→ **Exercise data**:
=-=-=-=-=

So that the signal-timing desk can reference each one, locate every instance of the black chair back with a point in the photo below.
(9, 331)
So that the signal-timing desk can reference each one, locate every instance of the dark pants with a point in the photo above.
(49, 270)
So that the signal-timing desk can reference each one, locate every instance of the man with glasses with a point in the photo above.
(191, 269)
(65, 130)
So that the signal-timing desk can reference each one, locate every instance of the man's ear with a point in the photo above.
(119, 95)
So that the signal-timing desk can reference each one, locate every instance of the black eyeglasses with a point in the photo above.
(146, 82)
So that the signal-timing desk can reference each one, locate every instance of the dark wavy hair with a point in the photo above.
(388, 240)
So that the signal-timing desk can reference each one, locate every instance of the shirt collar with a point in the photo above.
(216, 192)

=-=-=-=-=

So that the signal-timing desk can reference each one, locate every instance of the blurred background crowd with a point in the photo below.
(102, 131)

=-=-=-=-=

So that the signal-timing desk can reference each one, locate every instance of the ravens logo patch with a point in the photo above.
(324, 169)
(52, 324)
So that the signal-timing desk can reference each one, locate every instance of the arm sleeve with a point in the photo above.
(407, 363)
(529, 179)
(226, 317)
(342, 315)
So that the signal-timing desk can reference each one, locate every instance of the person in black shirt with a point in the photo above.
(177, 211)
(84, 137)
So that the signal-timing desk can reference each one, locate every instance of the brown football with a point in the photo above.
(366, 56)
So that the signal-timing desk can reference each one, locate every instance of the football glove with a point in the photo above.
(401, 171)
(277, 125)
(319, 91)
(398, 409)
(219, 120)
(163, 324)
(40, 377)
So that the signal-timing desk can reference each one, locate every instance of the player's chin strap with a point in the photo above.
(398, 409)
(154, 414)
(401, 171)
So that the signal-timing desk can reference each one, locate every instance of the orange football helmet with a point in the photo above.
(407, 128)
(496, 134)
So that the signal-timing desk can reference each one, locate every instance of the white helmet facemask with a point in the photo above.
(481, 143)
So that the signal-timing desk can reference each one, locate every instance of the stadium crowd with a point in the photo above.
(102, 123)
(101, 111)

=-=-=-=-=

→ **Task instructions**: Count the lines of the records above that contain the string "shirt", with case counting, and reply with only that number.

→ **Output for this exercise**: 2